Uit te voeren taken:
#1 Zet de alinea uit de geciteerde passage die begint met "3.4. Wat betreft de beoordelingssystematiek" om in een beknopte lijst met de belangrijkste feiten.
#2 Vertaal deze zin uit de geciteerde passage in het Engels: "Bij negatieve oordelen moet het betrokken bestuursorgaan met concrete feiten onderbouwen dat dat oordeel niet op onvoldoende gronden berust."

3.3. Wat betreft de toetsing van de inhoud van de beoordeling stelt de Raad voorop, dat die volgens zijn vaste rechtspraak (CRvB 27 augustus 2009, LJN BJ7050 en TAR 2010, 12) is beperkt tot de vraag of gezegd moet worden dat de beoordeling op onvoldoende gronden berust. Bij negatieve oordelen moet het betrokken bestuursorgaan met concrete feiten onderbouwen dat dat oordeel niet op onvoldoende gronden berust.
3.4. Wat betreft de beoordelingssystematiek bepaalt de syllabus van de KMS dat aan het einde van de opleidingsgang een leerlingbeoordeling wordt opgemaakt. De leerling dient ten minste te voldoen aan een eindwaardering C (voldoende). Een eindwaardering wordt vastgesteld aan de hand van de afzonderlijke scores op een dertiental gezichtspunten en een vijftal overige aspecten. De eindwaardering is A (onvoldoende) wanneer één of meer van de 13 gezichtspunten met een A (onvoldoende) is gewaardeerd en/of één of meerdere overige aspecten met een O (onvoldoende) zijn gewaardeerd. De score A wordt als volgt toegelicht: “Beoordeelde vertoonde op dit gezichtspunt grote en regelmatige tekortkomingen en bleef ver onder de eisen waaraan in dit stadium van de opleiding dient te worden voldaan. Beoordeelde is op dit gezichtspunt absoluut niet opleidbaar.” Voor de score O geldt als toelichting: “Beoordeelde voldeed niet aan de minimale gestelde eisen vastgelegd in de eindeisen.”

Datasetrijen over waar objecten voorkomen

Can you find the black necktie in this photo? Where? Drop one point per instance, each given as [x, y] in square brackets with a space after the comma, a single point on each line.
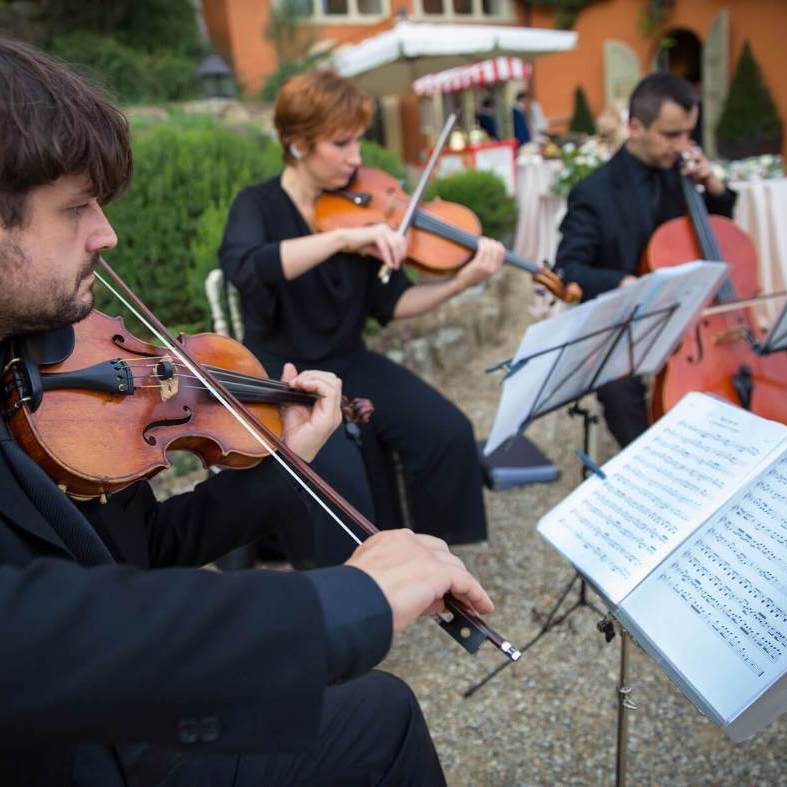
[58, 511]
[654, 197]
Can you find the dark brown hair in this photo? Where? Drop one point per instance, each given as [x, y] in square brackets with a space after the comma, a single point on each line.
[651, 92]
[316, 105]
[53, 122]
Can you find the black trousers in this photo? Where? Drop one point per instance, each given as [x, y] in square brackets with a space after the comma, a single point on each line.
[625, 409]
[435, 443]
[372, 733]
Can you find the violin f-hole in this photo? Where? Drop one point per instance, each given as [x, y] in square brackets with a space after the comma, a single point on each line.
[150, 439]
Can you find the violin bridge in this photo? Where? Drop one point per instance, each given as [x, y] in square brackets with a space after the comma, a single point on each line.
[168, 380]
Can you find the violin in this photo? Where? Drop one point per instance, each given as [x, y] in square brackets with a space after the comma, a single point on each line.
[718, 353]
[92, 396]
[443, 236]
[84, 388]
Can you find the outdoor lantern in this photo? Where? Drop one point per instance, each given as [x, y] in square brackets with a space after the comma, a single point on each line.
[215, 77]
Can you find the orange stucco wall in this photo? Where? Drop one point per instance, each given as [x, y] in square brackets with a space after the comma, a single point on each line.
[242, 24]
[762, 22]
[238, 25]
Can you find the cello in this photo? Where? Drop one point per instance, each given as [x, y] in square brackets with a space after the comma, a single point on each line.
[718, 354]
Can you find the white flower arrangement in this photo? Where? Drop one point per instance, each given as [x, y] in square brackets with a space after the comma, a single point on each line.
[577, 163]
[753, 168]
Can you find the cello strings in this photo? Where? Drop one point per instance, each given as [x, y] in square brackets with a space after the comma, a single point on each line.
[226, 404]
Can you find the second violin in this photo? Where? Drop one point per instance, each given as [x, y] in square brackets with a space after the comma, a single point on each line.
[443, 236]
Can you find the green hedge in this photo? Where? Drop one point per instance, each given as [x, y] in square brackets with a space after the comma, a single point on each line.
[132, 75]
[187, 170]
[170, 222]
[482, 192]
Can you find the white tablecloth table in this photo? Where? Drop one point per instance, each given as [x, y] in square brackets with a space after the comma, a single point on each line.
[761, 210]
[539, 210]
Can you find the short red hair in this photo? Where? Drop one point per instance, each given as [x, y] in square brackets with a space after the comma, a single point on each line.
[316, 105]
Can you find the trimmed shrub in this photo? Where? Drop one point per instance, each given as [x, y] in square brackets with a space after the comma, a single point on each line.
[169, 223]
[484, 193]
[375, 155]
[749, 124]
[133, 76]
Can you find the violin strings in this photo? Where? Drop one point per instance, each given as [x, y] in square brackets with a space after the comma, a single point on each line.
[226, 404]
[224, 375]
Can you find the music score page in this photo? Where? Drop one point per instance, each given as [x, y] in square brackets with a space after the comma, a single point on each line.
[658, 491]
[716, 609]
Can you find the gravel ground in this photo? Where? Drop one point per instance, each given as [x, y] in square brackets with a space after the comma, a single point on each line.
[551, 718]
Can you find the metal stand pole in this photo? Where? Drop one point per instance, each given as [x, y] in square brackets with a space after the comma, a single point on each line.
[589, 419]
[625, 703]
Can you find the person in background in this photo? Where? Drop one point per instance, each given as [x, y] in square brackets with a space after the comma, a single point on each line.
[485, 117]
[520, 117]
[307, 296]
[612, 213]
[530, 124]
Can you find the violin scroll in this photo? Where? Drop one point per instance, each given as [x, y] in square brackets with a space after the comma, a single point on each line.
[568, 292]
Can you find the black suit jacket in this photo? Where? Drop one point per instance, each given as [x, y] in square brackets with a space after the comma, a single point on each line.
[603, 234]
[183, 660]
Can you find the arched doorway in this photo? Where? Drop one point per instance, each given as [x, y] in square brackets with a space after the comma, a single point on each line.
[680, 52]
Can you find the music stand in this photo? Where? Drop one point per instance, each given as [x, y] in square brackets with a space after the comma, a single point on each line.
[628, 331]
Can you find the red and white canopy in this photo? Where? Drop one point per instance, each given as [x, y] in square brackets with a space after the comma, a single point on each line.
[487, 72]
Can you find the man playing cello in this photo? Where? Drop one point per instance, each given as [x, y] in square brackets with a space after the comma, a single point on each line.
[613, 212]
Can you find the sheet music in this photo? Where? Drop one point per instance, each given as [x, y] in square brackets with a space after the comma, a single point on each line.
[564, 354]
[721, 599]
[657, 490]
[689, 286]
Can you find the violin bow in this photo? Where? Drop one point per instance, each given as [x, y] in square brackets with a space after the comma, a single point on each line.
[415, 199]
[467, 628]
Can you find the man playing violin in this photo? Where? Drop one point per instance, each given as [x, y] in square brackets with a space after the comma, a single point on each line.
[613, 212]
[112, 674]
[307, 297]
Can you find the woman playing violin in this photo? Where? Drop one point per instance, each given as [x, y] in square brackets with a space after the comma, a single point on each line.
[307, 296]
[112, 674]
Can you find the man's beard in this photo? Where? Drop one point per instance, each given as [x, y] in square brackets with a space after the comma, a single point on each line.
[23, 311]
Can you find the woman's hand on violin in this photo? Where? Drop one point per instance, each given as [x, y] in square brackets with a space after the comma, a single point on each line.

* * *

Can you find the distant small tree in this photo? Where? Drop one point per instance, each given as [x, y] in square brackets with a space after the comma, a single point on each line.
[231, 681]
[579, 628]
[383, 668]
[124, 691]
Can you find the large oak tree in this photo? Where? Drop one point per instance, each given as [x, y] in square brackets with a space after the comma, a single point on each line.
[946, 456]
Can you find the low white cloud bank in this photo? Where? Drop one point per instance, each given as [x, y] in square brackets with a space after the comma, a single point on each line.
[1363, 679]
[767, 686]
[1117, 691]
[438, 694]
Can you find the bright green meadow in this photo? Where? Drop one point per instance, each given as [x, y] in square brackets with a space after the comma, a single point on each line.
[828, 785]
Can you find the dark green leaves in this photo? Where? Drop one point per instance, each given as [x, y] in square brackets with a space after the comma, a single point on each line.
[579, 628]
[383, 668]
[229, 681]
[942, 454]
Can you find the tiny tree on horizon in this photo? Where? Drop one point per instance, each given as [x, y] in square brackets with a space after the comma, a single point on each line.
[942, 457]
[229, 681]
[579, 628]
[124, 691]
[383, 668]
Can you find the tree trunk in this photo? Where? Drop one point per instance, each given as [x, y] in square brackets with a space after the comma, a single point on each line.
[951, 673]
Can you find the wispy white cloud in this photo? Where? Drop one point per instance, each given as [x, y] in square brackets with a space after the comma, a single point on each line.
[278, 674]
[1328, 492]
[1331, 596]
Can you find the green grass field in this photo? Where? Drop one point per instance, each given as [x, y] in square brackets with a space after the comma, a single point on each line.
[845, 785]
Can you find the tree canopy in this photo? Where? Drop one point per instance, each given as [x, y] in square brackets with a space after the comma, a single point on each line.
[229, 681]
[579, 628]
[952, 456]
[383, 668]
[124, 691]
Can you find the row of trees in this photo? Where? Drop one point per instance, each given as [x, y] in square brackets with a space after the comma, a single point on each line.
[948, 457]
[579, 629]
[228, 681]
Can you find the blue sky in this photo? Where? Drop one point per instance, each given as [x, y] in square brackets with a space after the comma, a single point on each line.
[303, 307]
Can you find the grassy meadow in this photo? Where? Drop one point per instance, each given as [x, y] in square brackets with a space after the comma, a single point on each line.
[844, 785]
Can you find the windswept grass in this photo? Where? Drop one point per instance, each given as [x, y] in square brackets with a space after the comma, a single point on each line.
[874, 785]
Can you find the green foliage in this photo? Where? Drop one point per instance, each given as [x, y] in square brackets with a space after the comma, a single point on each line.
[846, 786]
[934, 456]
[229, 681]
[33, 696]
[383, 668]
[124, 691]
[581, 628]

...

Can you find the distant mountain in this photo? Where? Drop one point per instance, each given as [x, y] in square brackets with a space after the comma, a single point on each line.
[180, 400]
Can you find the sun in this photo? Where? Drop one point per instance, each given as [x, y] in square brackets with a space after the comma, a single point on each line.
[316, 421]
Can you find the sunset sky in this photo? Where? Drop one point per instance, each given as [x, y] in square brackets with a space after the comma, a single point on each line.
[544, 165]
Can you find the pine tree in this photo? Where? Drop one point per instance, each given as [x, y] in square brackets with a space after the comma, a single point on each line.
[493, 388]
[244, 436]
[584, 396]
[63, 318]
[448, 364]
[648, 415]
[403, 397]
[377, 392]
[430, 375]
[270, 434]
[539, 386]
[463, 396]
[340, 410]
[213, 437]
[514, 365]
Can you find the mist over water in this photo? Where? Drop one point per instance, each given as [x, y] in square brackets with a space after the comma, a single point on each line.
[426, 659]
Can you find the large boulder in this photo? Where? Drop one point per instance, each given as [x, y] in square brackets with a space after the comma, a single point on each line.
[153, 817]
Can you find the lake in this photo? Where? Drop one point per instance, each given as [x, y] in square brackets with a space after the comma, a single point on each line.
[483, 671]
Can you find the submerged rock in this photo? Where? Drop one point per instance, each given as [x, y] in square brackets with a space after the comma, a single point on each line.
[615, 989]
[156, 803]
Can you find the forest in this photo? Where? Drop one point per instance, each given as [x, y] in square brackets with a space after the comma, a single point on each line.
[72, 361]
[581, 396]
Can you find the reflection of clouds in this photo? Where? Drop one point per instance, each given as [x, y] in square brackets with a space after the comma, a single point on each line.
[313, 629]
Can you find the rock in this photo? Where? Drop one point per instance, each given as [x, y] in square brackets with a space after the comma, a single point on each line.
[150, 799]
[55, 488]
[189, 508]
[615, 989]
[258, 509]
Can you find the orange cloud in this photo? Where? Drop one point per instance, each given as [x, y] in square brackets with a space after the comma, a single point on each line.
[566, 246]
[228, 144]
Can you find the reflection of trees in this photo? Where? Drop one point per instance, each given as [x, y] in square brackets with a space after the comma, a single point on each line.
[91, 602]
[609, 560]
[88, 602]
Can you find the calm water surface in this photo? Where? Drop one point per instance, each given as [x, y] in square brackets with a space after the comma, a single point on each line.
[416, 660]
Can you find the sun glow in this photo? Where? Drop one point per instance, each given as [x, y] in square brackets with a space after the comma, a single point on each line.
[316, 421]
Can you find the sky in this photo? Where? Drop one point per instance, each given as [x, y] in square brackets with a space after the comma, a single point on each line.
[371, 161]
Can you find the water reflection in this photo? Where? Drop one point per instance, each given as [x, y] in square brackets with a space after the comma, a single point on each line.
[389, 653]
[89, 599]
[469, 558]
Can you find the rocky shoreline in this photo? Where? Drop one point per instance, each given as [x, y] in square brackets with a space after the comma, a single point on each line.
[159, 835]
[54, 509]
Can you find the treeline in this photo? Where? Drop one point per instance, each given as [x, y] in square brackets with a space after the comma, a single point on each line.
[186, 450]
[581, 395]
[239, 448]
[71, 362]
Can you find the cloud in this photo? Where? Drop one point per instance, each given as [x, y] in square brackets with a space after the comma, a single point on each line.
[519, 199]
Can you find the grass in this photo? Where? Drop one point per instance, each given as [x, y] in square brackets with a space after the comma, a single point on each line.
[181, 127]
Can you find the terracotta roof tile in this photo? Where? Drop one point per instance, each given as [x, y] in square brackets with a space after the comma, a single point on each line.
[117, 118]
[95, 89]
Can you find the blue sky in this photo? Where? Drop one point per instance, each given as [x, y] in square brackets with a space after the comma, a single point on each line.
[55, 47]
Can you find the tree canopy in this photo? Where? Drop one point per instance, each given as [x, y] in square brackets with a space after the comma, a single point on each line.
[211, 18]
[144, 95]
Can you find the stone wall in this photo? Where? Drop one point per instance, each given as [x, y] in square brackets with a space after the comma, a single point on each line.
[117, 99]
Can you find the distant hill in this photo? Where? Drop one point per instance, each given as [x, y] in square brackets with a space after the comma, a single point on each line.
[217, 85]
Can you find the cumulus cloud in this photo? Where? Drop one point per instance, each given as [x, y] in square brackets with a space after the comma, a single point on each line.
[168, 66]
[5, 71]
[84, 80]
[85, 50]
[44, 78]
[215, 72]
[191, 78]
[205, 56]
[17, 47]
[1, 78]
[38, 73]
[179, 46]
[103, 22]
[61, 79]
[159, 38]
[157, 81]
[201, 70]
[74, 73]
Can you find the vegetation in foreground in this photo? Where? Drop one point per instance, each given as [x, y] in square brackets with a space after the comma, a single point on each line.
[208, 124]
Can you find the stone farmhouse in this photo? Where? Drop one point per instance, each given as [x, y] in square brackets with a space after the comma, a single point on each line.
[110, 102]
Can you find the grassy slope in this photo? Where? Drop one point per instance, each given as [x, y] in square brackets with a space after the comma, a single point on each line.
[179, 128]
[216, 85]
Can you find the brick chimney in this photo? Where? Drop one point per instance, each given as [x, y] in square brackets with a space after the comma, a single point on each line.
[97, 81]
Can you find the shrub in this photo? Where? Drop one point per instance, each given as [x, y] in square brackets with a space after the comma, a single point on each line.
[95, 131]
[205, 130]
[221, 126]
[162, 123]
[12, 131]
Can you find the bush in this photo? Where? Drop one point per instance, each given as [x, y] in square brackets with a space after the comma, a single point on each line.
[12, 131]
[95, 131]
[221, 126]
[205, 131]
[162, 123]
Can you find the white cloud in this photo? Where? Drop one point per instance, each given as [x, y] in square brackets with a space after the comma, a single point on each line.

Antwoorden per taak:
#1
- Volgens de syllabus van de KMS wordt aan het einde van de opleidingsgang een leerlingbeoordeling opgemaakt.
- De leerling moet minstens een eindwaardering C (voldoende) halen.
- De eindwaardering volgt uit de afzonderlijke scores op dertien gezichtspunten en vijf overige aspecten.
- De eindwaardering is A (onvoldoende) als een of meer gezichtspunten een A krijgen en/of een of meer overige aspecten een O.
- Score A betekent grote en regelmatige tekortkomingen, ver onder de eisen voor dit stadium van de opleiding. De beoordeelde is op dat gezichtspunt absoluut niet opleidbaar.
- Score O betekent dat de beoordeelde niet voldeed aan de minimale eisen uit de eindeisen.

#2 In the case of negative judgments, the administrative body concerned must substantiate with concrete facts that the judgment is not based on insufficient grounds.